§ Supplied text
[start]

The War of the Worlds Radio Hoax of 1938
The War of the Worlds, a radio adaptation by Orson Welles based upon H. G. Wells' classic novel, was performed by Mercury Theatre on the Air as a Halloween special on October 30, 1938. The live broadcast reportedly frightened many listeners into believing that an actual Martian invasion was in progress. Welles' adaptation is possibly the most successful radio dramatic production in history. It was one of the Radio Project's first studies.
Monument commemorating where the Martians "landed" in Van Ness Park.
H. G. Wells' novel is about a Martian invasion of Earth at the end of the 19th century, as related by a narrator seeing the events unfold in England. The story was adapted by and written primarily by Howard Koch, with input from Welles and the staff of CBS's Mercury Theatre On The Air. The action was transferred to contemporary Grover's Mill, a section of West Windsor Township, New Jersey, and the radio program's format was meant to simulate a live newscast. To this end, Welles even played recordings of the radio reports of the infamous Hindenburg disaster to the cast to demonstrate the mood he wanted.
Approximately one-half of the 50-minute play was a contemporary retelling of the events of the novel, presented as a series of news bulletins in documentary style. This approach to radio drama had never been done before (at least not with as much continued verisimilitude), and the innovative format has been cited as a key factor in the confusion that would follow.
The program, broadcast from the 20th floor at 485 Madison Avenue, started with an introduction and a short introduction to the intentions of the aliens, and noted that the adaptation was set in 1939. The program continued as an apparently ordinary music show, only occasionally interrupted by news flashes. Initially, the news is of strange explosions sighted on Mars. The news reports grew more frequent and increasingly ominous after a "meteorite"--later revealed as a Martian rocket capsule--lands in New Jersey. A crowd gathers at the landing site, and the events are related by reporter "Carl Philips" up until the Martians incinerate curious onlookers with their "heat rays". (Later surveys indicate that many listeners heard only this portion of the show before contacting neighbors or family to inquire about the broadcast. Many of these people contacted others, in turn; leading to rumours and later confusion.)

[end]

§ Given task A
According to the passage on the 1938 War of the Worlds broadcast, who adapted the story and wrote most of the radio script?
The passage on the 1938 War of the Worlds broadcast has no connection to the listing that comes next.

§ Information provided

[start]

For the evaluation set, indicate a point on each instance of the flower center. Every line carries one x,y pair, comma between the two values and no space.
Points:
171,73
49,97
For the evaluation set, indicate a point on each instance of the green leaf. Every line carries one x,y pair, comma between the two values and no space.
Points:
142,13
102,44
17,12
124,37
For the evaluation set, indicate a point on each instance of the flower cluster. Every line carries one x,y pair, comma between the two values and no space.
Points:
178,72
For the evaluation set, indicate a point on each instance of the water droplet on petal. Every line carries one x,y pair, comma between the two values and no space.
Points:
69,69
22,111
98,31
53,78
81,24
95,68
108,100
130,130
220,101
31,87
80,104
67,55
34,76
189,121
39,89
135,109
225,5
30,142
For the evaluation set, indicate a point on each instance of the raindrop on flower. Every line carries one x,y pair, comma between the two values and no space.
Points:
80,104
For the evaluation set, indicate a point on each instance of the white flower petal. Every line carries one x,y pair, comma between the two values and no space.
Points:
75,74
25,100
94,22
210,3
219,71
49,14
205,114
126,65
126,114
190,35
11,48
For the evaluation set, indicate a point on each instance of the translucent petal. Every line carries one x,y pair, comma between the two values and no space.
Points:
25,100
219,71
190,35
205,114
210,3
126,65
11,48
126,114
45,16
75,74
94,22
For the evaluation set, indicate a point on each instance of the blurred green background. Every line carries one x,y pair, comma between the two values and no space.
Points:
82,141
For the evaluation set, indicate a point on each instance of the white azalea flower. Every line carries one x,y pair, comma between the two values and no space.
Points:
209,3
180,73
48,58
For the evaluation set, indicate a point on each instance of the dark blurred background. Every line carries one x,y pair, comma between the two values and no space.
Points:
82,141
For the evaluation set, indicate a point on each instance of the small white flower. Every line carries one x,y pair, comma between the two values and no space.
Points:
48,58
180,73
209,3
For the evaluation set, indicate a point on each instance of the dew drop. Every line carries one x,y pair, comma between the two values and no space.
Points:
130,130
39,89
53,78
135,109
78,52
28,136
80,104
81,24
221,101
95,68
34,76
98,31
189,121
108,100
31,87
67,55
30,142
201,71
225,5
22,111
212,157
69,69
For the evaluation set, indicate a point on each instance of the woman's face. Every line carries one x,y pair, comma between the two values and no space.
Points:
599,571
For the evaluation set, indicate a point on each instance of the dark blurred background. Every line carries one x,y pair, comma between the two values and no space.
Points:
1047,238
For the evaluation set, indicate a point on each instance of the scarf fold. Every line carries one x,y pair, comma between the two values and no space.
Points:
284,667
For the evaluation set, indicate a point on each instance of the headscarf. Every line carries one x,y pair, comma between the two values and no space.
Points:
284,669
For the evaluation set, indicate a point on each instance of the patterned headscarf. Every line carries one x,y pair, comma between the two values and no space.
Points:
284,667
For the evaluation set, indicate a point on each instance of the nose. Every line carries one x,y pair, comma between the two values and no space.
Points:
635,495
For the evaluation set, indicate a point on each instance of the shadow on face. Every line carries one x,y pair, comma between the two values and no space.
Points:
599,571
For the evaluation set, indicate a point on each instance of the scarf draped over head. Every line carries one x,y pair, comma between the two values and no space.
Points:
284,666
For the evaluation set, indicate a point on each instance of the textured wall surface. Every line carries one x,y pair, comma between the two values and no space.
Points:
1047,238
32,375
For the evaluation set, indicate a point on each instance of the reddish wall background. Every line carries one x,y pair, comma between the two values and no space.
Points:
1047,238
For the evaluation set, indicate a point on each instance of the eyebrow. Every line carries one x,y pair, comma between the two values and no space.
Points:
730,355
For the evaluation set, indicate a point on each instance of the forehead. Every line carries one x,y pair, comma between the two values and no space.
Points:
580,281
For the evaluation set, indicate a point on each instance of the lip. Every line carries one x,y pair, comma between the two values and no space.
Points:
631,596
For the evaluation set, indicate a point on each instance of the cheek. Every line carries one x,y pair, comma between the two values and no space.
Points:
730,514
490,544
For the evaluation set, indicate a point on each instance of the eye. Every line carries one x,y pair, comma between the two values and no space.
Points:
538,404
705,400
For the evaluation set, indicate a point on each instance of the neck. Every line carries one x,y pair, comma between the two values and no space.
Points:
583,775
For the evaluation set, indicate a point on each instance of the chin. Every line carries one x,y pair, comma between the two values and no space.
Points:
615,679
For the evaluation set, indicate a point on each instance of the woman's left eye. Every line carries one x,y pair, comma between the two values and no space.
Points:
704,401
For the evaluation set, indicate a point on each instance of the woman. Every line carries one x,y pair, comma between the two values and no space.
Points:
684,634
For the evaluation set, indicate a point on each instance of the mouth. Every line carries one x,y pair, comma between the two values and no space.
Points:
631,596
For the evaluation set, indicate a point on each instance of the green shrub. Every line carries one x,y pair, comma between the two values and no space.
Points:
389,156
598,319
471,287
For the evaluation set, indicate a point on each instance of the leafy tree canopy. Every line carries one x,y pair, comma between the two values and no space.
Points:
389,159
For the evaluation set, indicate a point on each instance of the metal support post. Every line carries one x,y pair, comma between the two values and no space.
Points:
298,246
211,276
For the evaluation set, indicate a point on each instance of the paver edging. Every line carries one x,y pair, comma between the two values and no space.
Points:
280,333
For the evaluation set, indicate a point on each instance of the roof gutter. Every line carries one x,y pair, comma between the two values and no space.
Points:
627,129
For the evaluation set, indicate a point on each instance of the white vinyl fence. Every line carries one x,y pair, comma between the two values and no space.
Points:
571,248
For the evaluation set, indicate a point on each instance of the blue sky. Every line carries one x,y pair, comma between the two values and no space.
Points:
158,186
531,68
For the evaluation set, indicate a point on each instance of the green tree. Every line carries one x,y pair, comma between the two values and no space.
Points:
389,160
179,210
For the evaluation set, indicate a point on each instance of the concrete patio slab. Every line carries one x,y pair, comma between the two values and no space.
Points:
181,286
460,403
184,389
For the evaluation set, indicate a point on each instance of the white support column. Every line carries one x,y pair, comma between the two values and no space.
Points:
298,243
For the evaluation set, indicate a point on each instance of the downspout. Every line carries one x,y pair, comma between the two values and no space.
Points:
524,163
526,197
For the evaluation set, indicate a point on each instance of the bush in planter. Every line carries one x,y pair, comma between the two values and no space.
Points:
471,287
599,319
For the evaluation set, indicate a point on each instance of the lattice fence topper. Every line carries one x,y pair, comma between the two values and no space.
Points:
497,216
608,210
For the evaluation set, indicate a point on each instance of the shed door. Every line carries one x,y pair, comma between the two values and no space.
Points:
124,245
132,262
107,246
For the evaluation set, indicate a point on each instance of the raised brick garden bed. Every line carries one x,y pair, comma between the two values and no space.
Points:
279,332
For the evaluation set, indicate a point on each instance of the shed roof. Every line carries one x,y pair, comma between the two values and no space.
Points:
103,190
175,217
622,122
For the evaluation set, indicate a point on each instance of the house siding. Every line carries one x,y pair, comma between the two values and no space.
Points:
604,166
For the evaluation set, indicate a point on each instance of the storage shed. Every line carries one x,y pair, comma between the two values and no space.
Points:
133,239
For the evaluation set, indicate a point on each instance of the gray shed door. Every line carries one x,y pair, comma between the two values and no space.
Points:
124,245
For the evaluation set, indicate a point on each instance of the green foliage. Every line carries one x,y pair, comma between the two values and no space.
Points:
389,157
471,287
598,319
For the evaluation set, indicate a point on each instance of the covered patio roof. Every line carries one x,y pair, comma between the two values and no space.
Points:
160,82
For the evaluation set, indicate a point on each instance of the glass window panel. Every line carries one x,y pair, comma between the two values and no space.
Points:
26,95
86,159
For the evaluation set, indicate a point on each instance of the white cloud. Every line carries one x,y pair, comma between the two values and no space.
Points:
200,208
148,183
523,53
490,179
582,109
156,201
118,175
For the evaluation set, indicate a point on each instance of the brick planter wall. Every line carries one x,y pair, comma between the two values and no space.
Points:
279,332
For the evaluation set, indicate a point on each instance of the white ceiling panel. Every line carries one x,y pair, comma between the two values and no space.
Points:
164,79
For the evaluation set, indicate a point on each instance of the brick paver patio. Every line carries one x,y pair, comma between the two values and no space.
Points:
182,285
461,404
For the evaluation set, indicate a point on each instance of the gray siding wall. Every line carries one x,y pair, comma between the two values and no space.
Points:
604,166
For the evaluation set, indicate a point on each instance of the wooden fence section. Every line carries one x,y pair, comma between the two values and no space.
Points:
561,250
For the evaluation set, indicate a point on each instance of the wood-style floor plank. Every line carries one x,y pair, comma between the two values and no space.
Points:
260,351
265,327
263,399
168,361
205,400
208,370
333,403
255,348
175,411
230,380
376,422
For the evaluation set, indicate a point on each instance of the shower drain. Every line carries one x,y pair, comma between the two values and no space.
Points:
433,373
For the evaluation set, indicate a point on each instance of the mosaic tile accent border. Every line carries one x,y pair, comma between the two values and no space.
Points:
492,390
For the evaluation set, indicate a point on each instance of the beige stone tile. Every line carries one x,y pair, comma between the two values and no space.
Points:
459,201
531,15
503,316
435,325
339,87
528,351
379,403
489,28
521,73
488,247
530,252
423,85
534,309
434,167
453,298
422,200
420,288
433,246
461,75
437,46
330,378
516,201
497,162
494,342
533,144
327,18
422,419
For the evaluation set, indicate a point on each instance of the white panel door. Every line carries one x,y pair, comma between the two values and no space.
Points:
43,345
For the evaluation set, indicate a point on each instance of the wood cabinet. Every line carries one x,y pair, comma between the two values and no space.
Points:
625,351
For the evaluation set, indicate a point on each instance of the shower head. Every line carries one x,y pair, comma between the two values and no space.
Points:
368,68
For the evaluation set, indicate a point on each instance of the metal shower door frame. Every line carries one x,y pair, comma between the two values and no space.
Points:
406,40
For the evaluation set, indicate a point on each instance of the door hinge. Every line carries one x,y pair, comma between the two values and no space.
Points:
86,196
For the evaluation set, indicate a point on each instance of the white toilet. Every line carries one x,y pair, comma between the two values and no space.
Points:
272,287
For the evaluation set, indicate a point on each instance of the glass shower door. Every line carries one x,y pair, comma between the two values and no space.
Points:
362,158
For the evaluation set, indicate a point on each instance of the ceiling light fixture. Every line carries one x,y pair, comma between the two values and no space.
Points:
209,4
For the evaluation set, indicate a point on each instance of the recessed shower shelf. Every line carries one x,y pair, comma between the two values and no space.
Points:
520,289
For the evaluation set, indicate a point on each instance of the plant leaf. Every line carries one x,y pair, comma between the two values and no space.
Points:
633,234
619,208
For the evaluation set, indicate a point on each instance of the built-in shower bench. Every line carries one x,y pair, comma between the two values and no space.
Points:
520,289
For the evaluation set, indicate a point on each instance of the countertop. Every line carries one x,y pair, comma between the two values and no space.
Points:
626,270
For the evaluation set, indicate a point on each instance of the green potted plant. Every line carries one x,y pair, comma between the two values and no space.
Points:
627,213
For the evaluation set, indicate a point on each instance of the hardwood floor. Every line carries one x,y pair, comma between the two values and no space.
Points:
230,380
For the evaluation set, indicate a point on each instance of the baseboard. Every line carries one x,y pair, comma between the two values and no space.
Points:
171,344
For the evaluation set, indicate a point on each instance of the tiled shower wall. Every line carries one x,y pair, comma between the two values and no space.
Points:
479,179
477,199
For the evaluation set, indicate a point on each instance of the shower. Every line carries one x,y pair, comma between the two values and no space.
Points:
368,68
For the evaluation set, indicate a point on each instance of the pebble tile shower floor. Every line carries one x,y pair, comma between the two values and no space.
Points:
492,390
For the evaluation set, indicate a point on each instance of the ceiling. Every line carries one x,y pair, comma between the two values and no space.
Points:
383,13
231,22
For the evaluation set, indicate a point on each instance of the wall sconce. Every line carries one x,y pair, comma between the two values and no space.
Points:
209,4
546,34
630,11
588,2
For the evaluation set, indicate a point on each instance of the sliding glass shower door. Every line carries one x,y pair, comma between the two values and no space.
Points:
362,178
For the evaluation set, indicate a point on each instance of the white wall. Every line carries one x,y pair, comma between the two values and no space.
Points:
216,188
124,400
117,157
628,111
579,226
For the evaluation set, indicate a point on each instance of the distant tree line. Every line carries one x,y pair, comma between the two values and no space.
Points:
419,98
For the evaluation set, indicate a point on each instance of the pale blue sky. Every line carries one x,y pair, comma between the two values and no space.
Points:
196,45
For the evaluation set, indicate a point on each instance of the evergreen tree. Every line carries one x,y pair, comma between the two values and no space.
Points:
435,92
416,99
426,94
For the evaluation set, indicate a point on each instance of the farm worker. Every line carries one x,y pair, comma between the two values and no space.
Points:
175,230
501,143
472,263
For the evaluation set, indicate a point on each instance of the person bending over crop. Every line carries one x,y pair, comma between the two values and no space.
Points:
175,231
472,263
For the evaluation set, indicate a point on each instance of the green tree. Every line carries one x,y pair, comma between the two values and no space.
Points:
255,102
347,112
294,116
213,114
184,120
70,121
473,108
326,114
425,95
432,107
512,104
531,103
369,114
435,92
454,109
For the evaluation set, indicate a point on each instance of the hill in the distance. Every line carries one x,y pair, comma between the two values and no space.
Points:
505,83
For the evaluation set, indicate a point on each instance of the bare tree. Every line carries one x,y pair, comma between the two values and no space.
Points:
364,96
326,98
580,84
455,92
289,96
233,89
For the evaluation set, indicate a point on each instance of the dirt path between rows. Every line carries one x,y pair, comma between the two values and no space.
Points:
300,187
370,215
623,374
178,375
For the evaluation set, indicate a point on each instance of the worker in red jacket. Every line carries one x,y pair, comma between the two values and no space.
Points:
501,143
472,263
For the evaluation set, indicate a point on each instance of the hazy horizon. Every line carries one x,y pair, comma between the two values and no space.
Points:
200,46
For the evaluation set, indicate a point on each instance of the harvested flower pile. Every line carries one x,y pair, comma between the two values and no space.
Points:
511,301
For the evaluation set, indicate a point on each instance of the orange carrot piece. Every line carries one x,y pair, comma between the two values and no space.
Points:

[end]

§ Given task B
Extract each line of the listing in which the word "siding" appears.

§ Reply A
Howard Koch

§ Reply B
For the evaluation set, indicate a point on each instance of the house siding. Every line carries one x,y pair, comma between the two values and no space.
For the evaluation set, indicate a point on each instance of the gray siding wall. Every line carries one x,y pair, comma between the two values and no space.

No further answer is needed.